Exercise input:

....

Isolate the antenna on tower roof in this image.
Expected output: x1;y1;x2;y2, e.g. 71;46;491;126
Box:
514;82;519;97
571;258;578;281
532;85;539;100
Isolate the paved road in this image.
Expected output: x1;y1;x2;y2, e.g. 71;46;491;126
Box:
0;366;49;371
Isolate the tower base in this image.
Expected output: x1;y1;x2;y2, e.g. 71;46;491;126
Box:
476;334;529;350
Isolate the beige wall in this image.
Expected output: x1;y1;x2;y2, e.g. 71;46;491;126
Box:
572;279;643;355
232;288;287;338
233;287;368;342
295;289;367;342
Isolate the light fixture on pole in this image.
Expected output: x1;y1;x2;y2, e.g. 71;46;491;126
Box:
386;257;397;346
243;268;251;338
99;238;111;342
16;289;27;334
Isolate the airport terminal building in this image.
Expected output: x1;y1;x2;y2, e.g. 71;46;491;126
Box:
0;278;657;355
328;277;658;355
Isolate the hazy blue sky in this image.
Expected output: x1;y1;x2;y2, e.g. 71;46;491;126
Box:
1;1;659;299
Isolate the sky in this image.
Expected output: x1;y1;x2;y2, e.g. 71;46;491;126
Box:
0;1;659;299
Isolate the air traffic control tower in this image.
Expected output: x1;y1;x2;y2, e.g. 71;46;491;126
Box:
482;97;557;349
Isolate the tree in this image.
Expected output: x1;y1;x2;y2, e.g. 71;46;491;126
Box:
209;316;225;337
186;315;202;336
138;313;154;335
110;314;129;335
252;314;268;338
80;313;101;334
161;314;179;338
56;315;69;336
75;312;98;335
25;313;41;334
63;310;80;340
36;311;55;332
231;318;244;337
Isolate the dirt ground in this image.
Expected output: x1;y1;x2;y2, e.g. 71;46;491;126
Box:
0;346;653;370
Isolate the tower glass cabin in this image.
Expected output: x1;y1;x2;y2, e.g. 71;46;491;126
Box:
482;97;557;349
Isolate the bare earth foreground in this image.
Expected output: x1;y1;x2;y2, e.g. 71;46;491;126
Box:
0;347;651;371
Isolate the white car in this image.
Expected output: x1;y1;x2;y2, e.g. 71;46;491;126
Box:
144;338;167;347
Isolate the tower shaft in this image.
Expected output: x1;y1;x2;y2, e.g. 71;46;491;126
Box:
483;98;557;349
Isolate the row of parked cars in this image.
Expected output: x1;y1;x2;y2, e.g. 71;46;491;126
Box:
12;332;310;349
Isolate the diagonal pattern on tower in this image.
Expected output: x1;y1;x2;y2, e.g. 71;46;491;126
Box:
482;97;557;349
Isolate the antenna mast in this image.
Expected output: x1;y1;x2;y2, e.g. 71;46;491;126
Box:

....

Exercise:
Give again only the lines starting at the one that contains "Isolate the diagonal" and running to the end of the data.

Response to this task:
Isolate the diagonal pattern on tower in this image.
Expected output: x1;y1;x2;y2, e.g. 71;46;491;126
Box:
482;97;557;349
Isolate the antenna mast in this image.
Expected output: x1;y1;x2;y2, e.g. 71;46;491;126
Box:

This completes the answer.